> _WHAT THE EXERCISE ASKS_
Pick out each line of the records that contains the string "grass", and copy those lines. Matching is case-sensitive.

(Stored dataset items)
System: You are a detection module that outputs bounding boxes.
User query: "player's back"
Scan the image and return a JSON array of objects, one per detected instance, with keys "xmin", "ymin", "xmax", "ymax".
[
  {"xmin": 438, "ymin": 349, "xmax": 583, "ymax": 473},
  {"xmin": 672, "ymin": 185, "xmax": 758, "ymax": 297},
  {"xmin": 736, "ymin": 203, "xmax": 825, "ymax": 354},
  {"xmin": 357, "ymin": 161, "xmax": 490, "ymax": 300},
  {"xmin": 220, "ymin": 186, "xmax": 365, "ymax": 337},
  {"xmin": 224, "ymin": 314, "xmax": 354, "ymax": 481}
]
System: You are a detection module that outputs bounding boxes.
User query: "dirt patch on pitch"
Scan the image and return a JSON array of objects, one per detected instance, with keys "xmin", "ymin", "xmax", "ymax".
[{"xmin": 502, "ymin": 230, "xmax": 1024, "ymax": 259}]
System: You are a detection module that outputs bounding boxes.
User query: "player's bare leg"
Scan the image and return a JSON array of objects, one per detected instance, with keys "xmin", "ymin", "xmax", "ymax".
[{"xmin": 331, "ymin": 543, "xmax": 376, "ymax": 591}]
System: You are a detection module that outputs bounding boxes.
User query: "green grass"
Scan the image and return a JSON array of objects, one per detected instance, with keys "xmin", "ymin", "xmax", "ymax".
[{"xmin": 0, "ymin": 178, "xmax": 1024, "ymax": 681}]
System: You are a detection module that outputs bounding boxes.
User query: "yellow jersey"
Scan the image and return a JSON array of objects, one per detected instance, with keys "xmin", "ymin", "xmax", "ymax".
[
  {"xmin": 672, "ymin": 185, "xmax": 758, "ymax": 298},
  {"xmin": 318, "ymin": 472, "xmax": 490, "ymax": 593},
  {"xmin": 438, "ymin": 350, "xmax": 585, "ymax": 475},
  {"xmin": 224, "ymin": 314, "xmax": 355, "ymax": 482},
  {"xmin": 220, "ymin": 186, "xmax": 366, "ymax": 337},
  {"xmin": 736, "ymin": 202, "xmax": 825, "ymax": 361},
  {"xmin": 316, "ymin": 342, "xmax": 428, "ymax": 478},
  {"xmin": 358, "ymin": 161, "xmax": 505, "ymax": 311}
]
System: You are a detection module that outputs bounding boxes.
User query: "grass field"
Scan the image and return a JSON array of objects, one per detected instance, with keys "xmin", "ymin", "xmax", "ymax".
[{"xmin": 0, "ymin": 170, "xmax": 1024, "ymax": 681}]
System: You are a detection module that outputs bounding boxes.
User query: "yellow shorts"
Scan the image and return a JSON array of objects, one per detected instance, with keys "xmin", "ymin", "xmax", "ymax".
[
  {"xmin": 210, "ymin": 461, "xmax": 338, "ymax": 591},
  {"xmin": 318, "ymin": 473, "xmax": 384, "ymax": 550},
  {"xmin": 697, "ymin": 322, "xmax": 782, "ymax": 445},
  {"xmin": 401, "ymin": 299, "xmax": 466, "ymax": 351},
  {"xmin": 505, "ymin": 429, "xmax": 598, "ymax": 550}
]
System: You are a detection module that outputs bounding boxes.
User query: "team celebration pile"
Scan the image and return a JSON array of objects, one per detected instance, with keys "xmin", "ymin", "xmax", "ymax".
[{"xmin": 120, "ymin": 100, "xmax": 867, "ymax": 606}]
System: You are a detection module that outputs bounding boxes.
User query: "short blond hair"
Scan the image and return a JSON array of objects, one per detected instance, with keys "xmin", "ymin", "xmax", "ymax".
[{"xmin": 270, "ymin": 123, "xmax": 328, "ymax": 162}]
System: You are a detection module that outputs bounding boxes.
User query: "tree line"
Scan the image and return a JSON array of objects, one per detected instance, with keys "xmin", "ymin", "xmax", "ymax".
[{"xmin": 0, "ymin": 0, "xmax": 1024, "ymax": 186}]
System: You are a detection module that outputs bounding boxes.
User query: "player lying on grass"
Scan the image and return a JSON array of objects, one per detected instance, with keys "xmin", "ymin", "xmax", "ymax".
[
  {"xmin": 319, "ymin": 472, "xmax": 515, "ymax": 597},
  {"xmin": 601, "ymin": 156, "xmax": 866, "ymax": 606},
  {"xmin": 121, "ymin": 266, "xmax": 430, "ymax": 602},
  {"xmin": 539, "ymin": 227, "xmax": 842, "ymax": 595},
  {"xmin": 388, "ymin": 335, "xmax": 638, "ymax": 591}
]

> _THE SOLUTION_
User query: "green grass"
User query: "grass field"
User query: "player lying on grass"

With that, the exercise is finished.